> PASSAGE:
....................
See other posts on fwd swap point interpretation.
See other posts on how to compute fwd outright bid/ask without swap points -- using interest rate bid/ask.

Given spot bid/ask is 105.30/105.35 (whatever ccy pair - unimportant). Suppose swap points are quoted 1.10/1.05, we can deduce the asset currency is trading at a fwd Discount[1], because the swap quote is "high/low". Fwd Discount means that fwd outright price is Lower than spot price. Always treat the first currency as a commodity like silver.

Fwd outright bid/ask of the "silver" are 105.30 – 1.10 / 105.35 – 1.05

Note this is not some expectation/prognosis of an upcoming event, to-be-known. Instead, the 105.30 – 1.10 = 104.20 price is for execution today. Only the settlement is 1Y later.

[1] Even if we don't know "Discount", we can still figure out whether to subtract or add the swap points. Golden Rule [2] is, fwd outright bid/ask spread must be wider than spot bid/ask spread.

Therefore, Since swap bid (1.10) is Bigger than ask, we must Subtract it from spot bid. Subtracting a bigger number from bid is the only way to WIDEN the spread.

[2] in fact, the final bid/ask spread in fwd outright pips equals the spot spread + |swap point spread|. Here we take the abs value because we don't care if the swap points are quoted "high/low" or "low/high".
....................
> AVAILABLE DATA:
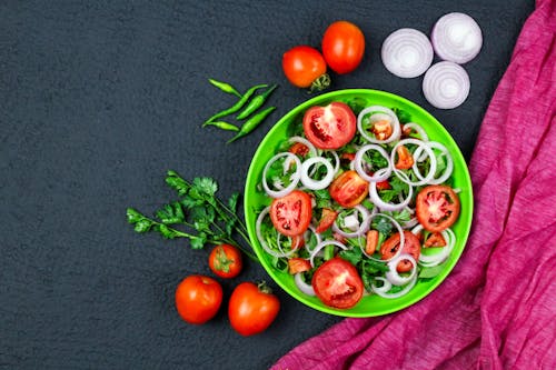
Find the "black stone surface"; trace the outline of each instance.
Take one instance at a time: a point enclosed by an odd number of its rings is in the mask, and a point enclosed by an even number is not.
[[[274,284],[276,322],[242,338],[226,309],[196,327],[173,308],[188,274],[209,274],[208,250],[136,234],[125,211],[172,199],[167,169],[240,191],[272,122],[308,96],[289,86],[281,54],[319,47],[347,19],[366,34],[353,73],[334,90],[373,88],[429,110],[468,159],[481,118],[534,2],[507,1],[2,1],[0,3],[0,368],[265,369],[341,318],[314,311]],[[429,32],[444,13],[474,17],[480,54],[465,66],[468,100],[429,106],[421,78],[390,74],[380,44],[403,27]],[[207,78],[240,90],[277,82],[278,107],[247,138],[200,123],[232,103]],[[248,263],[221,281],[269,279]]]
....................
> WRITTEN PROBLEM 1:
Decide whether each statement agrees with the swap points note, and back each yes or no with the deciding words of the note quoted exactly. (a) A swap quote of 1.10/1.05 shows that the asset currency trades at a forward discount. (b) The 104.20 price is a prognosis of an upcoming event. (c) The forward outright bid/ask spread must be narrower than the spot bid/ask spread.
> WRITTEN PROBLEM 2:
Please reproduce the stretch of the swap points note from "See other posts on how" through "is 1Y later.", word for word.

> EXERCISE RESPONSE 1:
(a) Yes: "we can deduce the asset currency is trading at a fwd Discount[1], because the swap quote is "high/low""
(b) No: "Note this is not some expectation/prognosis of an upcoming event, to-be-known."
(c) No: "fwd outright bid/ask spread must be wider than spot bid/ask spread."

> EXERCISE RESPONSE 2:
See other posts on how to compute fwd outright bid/ask without swap points -- using interest rate bid/ask.

Given spot bid/ask is 105.30/105.35 (whatever ccy pair - unimportant). Suppose swap points are quoted 1.10/1.05, we can deduce the asset currency is trading at a fwd Discount[1], because the swap quote is "high/low". Fwd Discount means that fwd outright price is Lower than spot price. Always treat the first currency as a commodity like silver.

Fwd outright bid/ask of the "silver" are 105.30 – 1.10 / 105.35 – 1.05

Note this is not some expectation/prognosis of an upcoming event, to-be-known. Instead, the 105.30 – 1.10 = 104.20 price is for execution today. Only the settlement is 1Y later.